*** Opening of Records provided ***

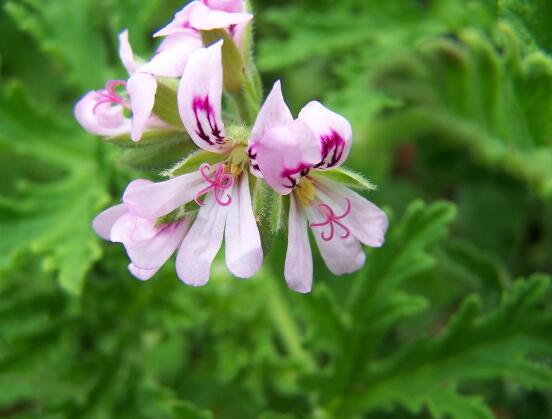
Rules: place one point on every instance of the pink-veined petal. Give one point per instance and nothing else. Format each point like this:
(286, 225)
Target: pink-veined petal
(285, 154)
(154, 252)
(202, 243)
(157, 199)
(342, 255)
(141, 88)
(273, 113)
(104, 221)
(244, 254)
(200, 96)
(126, 54)
(99, 117)
(171, 61)
(202, 17)
(366, 221)
(298, 265)
(142, 274)
(180, 23)
(333, 131)
(230, 6)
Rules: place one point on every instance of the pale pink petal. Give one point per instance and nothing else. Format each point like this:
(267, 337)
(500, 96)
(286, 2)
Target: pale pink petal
(298, 265)
(158, 199)
(122, 229)
(366, 222)
(104, 221)
(170, 62)
(202, 243)
(101, 118)
(202, 17)
(200, 96)
(154, 252)
(126, 54)
(342, 255)
(285, 154)
(244, 254)
(231, 6)
(333, 131)
(142, 274)
(176, 40)
(141, 88)
(273, 113)
(180, 23)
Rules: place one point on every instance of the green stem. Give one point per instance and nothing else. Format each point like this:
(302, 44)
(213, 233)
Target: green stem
(286, 326)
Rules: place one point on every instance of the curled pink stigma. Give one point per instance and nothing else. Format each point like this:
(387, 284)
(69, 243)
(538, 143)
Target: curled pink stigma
(219, 182)
(332, 219)
(110, 95)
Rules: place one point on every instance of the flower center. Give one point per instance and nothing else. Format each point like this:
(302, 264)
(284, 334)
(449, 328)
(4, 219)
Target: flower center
(110, 95)
(305, 192)
(218, 183)
(332, 220)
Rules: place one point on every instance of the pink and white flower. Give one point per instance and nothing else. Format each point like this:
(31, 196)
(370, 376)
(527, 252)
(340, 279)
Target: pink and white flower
(221, 191)
(291, 154)
(210, 14)
(148, 244)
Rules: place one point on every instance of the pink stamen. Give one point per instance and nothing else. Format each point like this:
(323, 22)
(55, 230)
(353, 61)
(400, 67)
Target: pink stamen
(110, 95)
(220, 182)
(332, 219)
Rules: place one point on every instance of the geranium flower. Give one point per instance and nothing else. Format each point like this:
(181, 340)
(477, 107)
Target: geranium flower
(149, 244)
(221, 190)
(291, 155)
(208, 15)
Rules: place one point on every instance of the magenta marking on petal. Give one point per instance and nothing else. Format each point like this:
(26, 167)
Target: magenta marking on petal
(220, 182)
(295, 174)
(253, 158)
(110, 96)
(212, 134)
(333, 146)
(332, 219)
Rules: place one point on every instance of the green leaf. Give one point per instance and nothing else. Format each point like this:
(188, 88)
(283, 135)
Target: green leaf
(49, 215)
(192, 162)
(346, 177)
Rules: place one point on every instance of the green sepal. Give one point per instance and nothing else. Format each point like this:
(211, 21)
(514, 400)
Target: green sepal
(187, 210)
(232, 60)
(166, 103)
(192, 162)
(261, 198)
(150, 139)
(156, 157)
(346, 177)
(277, 213)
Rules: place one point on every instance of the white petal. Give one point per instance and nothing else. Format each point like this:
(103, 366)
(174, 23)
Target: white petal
(244, 254)
(157, 199)
(333, 131)
(126, 54)
(285, 154)
(200, 96)
(99, 117)
(170, 62)
(141, 88)
(298, 267)
(104, 221)
(202, 243)
(154, 252)
(366, 221)
(141, 274)
(342, 255)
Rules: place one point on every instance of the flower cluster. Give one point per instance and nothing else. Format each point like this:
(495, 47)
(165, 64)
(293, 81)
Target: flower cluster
(208, 197)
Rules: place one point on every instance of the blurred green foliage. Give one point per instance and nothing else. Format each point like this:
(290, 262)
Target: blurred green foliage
(451, 104)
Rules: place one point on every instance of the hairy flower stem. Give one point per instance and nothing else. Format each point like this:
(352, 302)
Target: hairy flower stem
(286, 327)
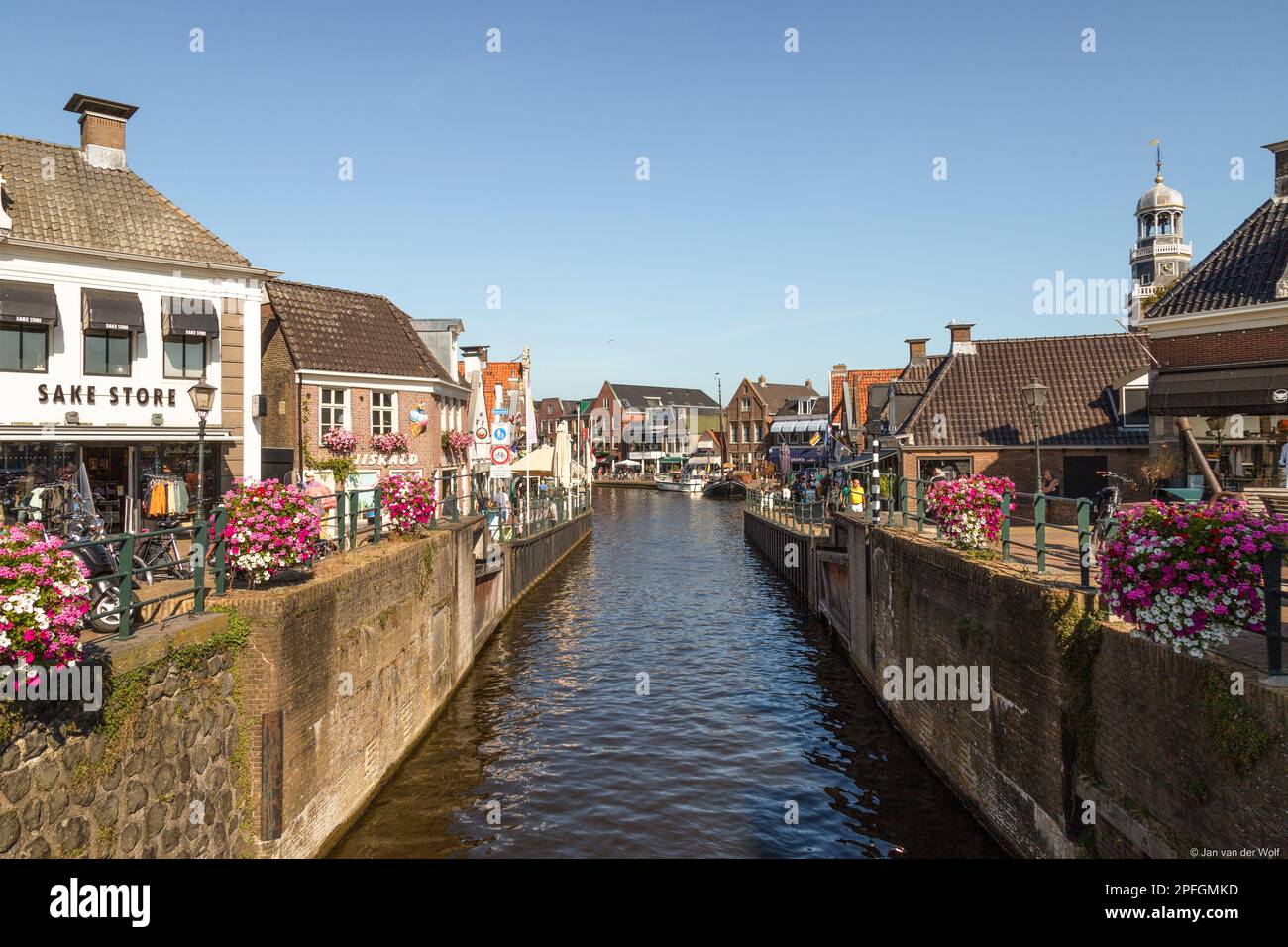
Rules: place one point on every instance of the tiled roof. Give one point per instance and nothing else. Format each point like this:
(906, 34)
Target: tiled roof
(915, 376)
(339, 330)
(978, 393)
(1241, 270)
(859, 379)
(634, 395)
(509, 375)
(73, 204)
(774, 395)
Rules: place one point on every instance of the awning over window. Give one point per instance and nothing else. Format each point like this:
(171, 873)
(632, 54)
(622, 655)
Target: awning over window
(1258, 389)
(799, 424)
(106, 309)
(185, 316)
(29, 302)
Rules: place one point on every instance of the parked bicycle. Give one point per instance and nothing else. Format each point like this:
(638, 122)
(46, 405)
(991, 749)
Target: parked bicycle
(103, 562)
(159, 552)
(1104, 510)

*** Close of Records provided ***

*Task statement*: Keep every word of the records above exactly, and return them with no pictures.

*Solution for this exercise*:
Rules: place one point on every instance of the pink-veined petal. Give one point per instance and nothing else. Format each point like this:
(286, 225)
Target: pink-veined petal
(285, 154)
(154, 252)
(202, 243)
(157, 199)
(342, 255)
(141, 88)
(273, 113)
(104, 221)
(244, 254)
(200, 96)
(126, 54)
(99, 117)
(171, 61)
(202, 17)
(366, 221)
(298, 265)
(142, 274)
(180, 23)
(333, 131)
(230, 6)
Rules: place one point on every instance of the pale pink petal. Give one point per instance and nothing else. Format each point like this:
(267, 337)
(500, 96)
(286, 2)
Target: pale pink petal
(298, 265)
(158, 199)
(122, 229)
(366, 222)
(104, 221)
(170, 62)
(202, 243)
(101, 118)
(202, 17)
(200, 96)
(154, 252)
(126, 54)
(342, 255)
(285, 154)
(244, 254)
(231, 6)
(333, 131)
(142, 274)
(176, 40)
(141, 88)
(273, 113)
(180, 23)
Rules: place one point on every instance of the green stem. Give one point per instance and nothing else. Format each point like this:
(302, 44)
(213, 233)
Target: green stem
(286, 326)
Rules: place one point on every instance of the curled pink stigma. Give one point per instance and nothing else. Format each point like this:
(387, 284)
(69, 243)
(538, 143)
Target: curled pink stigma
(219, 182)
(332, 219)
(110, 95)
Rules: place one point on every instance of the flower center. Give one point per instance and nothing else. Format each point like this:
(302, 264)
(284, 334)
(449, 328)
(4, 219)
Target: flower center
(110, 95)
(305, 192)
(218, 183)
(332, 220)
Rules: place one point on every instance of the pink and white flower. Give one point per instance and nothing else. Format each point like this:
(31, 196)
(370, 376)
(527, 252)
(340, 279)
Target: pink and white flower
(221, 191)
(291, 154)
(210, 14)
(148, 244)
Rules: place one point on every instance of the pink stamen. Give one point per instance and nothing else. Format each point like this:
(323, 22)
(55, 230)
(353, 61)
(400, 67)
Target: pink stamen
(110, 95)
(220, 182)
(332, 219)
Rules: place one point on every instance of the geranium flower. Give one point per instance and nothing else. Format each point like this:
(181, 340)
(477, 107)
Target: geranium flower
(149, 244)
(221, 190)
(291, 155)
(208, 15)
Rules: place one point on every instance of the magenta marking on petal. Give one point per instance and nothing else. Format each point like this:
(26, 167)
Target: magenta marking on petal
(220, 182)
(295, 174)
(253, 158)
(110, 96)
(212, 134)
(333, 146)
(332, 219)
Rules: place one point on every instance of the green leaf. Give one point per instance and nothing else. Format each point like this:
(188, 88)
(283, 135)
Target: green leaf
(49, 215)
(192, 162)
(346, 177)
Rules: place one point on every instance of the green sepal. Give one point per instance and nothing else. Format each point like this:
(211, 21)
(514, 400)
Target: green sepal
(187, 210)
(232, 60)
(166, 103)
(192, 162)
(261, 198)
(150, 139)
(156, 157)
(346, 177)
(277, 213)
Rules: place one point on every instance of the white petal. Give one point per instance and nothing else. Format each point like this:
(103, 366)
(174, 23)
Target: white petal
(244, 254)
(157, 199)
(333, 131)
(126, 54)
(285, 154)
(200, 96)
(99, 117)
(170, 62)
(141, 88)
(298, 267)
(104, 221)
(202, 243)
(154, 252)
(366, 221)
(141, 274)
(342, 255)
Rules: place one point on every instance of the flower cluster. Give one point per instance and nothing else. Format each point like this:
(495, 47)
(165, 64)
(293, 81)
Target: flower cluster
(208, 197)
Rules: place one point on every instance of the blurred green foliage. Give one point per instance and nothing else. Format each point like this:
(290, 262)
Target: blurred green foliage
(451, 104)
Rules: place one point on every instance of the hairy flower stem. Give one point per instance and nothing else. Format each point like this:
(352, 302)
Target: hairy flower stem
(286, 327)
Rules: place one point on every instance of the tiled roof. Give one point per instance and nothing else. Format each point like this:
(906, 34)
Target: tiled roof
(915, 376)
(339, 330)
(978, 393)
(1241, 270)
(859, 379)
(634, 395)
(509, 375)
(73, 204)
(774, 395)
Rules: place one point on every instance of the awning over window. Give one point per instance and nothing else. Format each point like this:
(171, 873)
(632, 54)
(622, 655)
Target: awning over window
(1258, 389)
(799, 424)
(106, 309)
(185, 316)
(29, 302)
Rules: place one point on every instance of the parked bicycle. Give one point per instance and nothing else. Format each point like this:
(638, 122)
(46, 405)
(991, 749)
Target: parked bicycle
(103, 562)
(159, 552)
(1104, 510)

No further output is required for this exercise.